§ **TASK REQUIREMENTS**:
The entries below should be transcribed in their entirety, exactly as written.

# DATA FOR THIS TASK start

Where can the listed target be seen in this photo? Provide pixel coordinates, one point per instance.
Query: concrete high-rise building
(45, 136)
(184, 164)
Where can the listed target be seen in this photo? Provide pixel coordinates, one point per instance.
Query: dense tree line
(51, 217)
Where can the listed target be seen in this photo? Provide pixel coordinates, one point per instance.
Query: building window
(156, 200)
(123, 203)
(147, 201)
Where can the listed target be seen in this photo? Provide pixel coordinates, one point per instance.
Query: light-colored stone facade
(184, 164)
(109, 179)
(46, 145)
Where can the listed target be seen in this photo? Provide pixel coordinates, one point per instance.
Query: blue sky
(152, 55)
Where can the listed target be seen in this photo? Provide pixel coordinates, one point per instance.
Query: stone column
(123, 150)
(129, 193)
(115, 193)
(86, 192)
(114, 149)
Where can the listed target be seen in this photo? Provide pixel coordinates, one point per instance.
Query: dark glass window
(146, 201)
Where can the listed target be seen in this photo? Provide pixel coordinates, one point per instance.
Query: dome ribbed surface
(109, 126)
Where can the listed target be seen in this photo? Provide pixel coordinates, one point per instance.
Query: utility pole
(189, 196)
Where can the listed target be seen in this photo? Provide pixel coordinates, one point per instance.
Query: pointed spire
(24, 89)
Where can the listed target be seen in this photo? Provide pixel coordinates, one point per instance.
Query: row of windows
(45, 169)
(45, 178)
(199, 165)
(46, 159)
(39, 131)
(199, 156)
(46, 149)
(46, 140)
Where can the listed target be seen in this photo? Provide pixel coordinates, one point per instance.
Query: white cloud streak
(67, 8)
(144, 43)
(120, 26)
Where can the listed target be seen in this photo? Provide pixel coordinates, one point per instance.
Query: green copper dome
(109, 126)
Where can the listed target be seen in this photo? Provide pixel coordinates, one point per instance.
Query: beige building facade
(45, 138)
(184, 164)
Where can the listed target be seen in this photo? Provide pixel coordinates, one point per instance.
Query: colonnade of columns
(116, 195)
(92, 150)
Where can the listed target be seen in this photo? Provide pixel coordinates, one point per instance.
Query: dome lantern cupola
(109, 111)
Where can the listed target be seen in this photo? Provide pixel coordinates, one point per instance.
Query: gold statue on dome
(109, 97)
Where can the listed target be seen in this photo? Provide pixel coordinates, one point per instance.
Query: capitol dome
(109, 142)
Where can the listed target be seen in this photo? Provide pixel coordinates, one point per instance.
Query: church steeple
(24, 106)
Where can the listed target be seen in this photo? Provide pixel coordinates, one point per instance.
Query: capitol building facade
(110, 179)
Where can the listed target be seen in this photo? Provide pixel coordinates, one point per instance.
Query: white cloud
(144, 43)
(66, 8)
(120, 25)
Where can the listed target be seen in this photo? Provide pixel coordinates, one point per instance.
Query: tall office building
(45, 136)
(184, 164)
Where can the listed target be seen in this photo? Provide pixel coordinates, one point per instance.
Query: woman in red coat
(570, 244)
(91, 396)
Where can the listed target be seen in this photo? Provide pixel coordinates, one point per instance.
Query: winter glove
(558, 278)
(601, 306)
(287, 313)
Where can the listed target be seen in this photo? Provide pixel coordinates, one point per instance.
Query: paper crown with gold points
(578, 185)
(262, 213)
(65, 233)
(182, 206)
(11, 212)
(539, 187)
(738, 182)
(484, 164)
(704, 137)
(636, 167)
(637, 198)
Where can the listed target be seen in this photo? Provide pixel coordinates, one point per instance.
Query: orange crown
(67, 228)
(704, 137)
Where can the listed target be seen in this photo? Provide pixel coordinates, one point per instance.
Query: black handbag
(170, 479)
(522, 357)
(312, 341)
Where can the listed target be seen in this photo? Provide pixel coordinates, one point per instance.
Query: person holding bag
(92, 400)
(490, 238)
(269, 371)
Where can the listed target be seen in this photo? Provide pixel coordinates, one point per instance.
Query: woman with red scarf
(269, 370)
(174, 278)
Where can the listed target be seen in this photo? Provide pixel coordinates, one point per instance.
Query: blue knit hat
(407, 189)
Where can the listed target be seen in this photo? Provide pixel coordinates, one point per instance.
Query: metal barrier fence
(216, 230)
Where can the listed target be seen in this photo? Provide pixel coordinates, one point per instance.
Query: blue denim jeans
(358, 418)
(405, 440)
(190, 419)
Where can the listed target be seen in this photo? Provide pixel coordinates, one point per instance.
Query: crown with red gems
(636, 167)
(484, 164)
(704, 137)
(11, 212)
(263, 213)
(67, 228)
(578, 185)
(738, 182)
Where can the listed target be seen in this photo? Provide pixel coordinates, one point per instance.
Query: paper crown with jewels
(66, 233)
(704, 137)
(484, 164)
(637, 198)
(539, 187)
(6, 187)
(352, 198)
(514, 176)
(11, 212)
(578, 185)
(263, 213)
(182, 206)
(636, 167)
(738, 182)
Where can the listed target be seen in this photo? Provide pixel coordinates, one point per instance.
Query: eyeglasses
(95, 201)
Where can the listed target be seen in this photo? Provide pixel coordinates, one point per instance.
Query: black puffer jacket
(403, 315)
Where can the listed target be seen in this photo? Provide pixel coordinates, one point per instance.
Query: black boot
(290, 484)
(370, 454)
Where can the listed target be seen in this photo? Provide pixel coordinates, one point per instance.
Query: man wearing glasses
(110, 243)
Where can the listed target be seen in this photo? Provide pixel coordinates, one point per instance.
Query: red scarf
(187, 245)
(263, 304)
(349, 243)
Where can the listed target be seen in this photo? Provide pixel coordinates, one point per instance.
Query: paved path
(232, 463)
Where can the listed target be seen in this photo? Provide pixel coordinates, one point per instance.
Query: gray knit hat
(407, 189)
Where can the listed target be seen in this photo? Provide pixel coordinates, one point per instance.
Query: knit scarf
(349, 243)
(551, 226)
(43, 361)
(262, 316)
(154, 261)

# DATA FOR THIS TASK end

§ **EXERCISE SOLUTION**:
Where can the listed target be seen in this photo? Provide pixel coordinates, one point per instance.
Query: concrete high-rise building
(45, 136)
(184, 164)
Where can the listed target be seen in this photo? Provide pixel coordinates, one point per instance.
Query: dense tree line
(51, 217)
Where can the listed target be seen in this photo? Provide pixel coordinates, one point per instance.
Query: building window
(156, 200)
(123, 203)
(147, 201)
Where can the listed target be seen in this photo? Provide pixel coordinates, one point per instance.
Query: light-colored stone facade
(184, 164)
(109, 179)
(46, 145)
Where can the listed target be seen in this photo? Provide pixel coordinates, one point per instance.
Query: blue sky
(152, 55)
Where can the listed target be seen in this photo? Provide pixel coordinates, one point per instance.
Query: stone column
(123, 150)
(129, 193)
(115, 193)
(86, 192)
(114, 149)
Where can the listed target be seen in this photo? Provide pixel coordinates, one point per instance.
Query: dark glass window
(146, 201)
Where can the listed target be seen in this photo? Provide pixel coordinates, one point per instance.
Query: dome ribbed surface
(109, 126)
Where can the listed target be seen in this photo? Provide pixel coordinates, one point per instance.
Query: utility pole
(189, 196)
Where can the listed target be seen in this photo? Provide pixel coordinates, one point per instance.
Query: pointed spire
(24, 89)
Where can the listed target be seen in this photo? Provide pixel coordinates, one point per instance.
Query: row of windows
(45, 169)
(45, 178)
(199, 165)
(46, 159)
(39, 131)
(199, 156)
(46, 149)
(46, 140)
Where can the listed target be seen in this photo? Provide pixel coordinates, one point per instance.
Query: white cloud streak
(67, 8)
(144, 43)
(120, 26)
Where can the listed target be seen in this photo? Provide pixel coordinates, one point per instance.
Query: green copper dome
(109, 126)
Where can the listed target be seen in this photo? Provide pixel coordinates, one point per instance.
Query: beige building facade
(45, 138)
(184, 164)
Where can the listed target be seen in this photo? Provide pixel coordinates, one point per instance.
Query: colonnade of columns
(116, 195)
(92, 150)
Where can the listed target be seen in this photo? Provide pixel coordinates, one point per instance.
Query: dome lantern cupola
(109, 111)
Where can the listed target be seen in this photo? Provide pixel coordinates, one point per instance.
Query: gold statue on dome
(109, 97)
Where can the listed target be seen in this photo? Provide pixel coordinates, one point per instance.
Query: capitol dome
(109, 142)
Where can the listed target be seen in this photo? Provide pixel coordinates, one point per instance.
Query: church steeple
(24, 106)
Where can the listed target be seen in this photo? Provide pixel coordinates, one point per instance.
Query: capitol building facade
(110, 179)
Where can the listed target be seen in this photo? Provide pixel coordinates, one point per instance.
Query: white cloud
(144, 43)
(66, 8)
(120, 25)
Where can the listed target be seen in this photo? Provide pixel coordinates, one point per instance.
Query: tall office building
(45, 136)
(184, 164)
Where can the listed target be seen in this photo? Provide pixel coordinates, one point per instance.
Query: woman in red coat
(570, 244)
(91, 396)
Where can the listed target be seen in this photo? Provide pixel coordinates, one point per instance.
Query: winter glove
(558, 278)
(601, 306)
(287, 313)
Where can the listed target be seen in this photo? Provide pixel coordinates, one point per instance.
Query: paper crown with gold points
(578, 185)
(262, 213)
(65, 233)
(182, 206)
(11, 212)
(539, 187)
(738, 182)
(484, 164)
(704, 137)
(636, 167)
(637, 198)
Where can the listed target be seen in this photo? Provide pixel coordinates, one point per instance.
Query: orange crown
(67, 228)
(704, 137)
Where can the listed target be seen in this photo? Provide pixel coordinates, one point per instance.
Query: black handbag
(170, 479)
(522, 357)
(312, 341)
Where can the listed target be seen in this photo? Provide pixel coordinates, one point per instance.
Query: person holding bag
(92, 400)
(490, 238)
(269, 371)
Where can the listed target be seen in this photo? Provide pixel coordinates, one point per instance.
Query: woman with red scarf
(269, 370)
(174, 278)
Where can the listed target be seen in this photo? Provide pixel coordinates, one point per instance.
Query: blue knit hat
(407, 189)
Where can the listed target be seen in this photo? Provide pixel coordinates, one point per instance.
Query: metal barrier fence
(216, 230)
Where can the listed target be seen in this photo? Provide pixel coordinates, one point per instance.
Query: blue denim jeans
(358, 418)
(405, 440)
(190, 419)
Where can the listed target be seen in this photo? Provide pixel coordinates, one point per instance.
Query: crown with red gems
(636, 167)
(484, 164)
(704, 137)
(11, 212)
(263, 213)
(67, 228)
(578, 185)
(738, 182)
Where can the listed target be seen in this photo? Provide pixel coordinates, one point per instance.
Query: paper crown with jewels
(66, 233)
(704, 137)
(484, 164)
(637, 198)
(539, 187)
(6, 187)
(352, 198)
(514, 176)
(11, 212)
(578, 185)
(263, 213)
(182, 206)
(636, 167)
(738, 182)
Where can the listed target be seen in this photo? Provide pixel coordinates, one point per instance.
Query: eyeglasses
(95, 201)
Where can the listed target be seen in this photo? Provide pixel coordinates, one point per instance.
Query: black puffer jacket
(403, 315)
Where can the listed target be seen in this photo? Provide pixel coordinates, one point per instance.
Query: black boot
(290, 484)
(370, 454)
Where can the listed target be seen in this photo? Provide pixel coordinates, one point per instance.
Query: man wearing glasses
(110, 243)
Where can the listed target be seen in this photo? Provide pixel coordinates, one point per instance.
Query: red scarf
(187, 245)
(263, 304)
(349, 243)
Where can the listed target be seen in this photo? Provide pixel coordinates, one point per instance.
Query: paved path
(232, 463)
Where can the listed target be seen in this photo? Provide pixel coordinates, one point per instance.
Query: gray knit hat
(407, 189)
Where can the listed target be seen in this photo? Provide pixel coordinates, one point per instance.
Query: knit scarf
(349, 243)
(551, 226)
(43, 361)
(262, 316)
(154, 261)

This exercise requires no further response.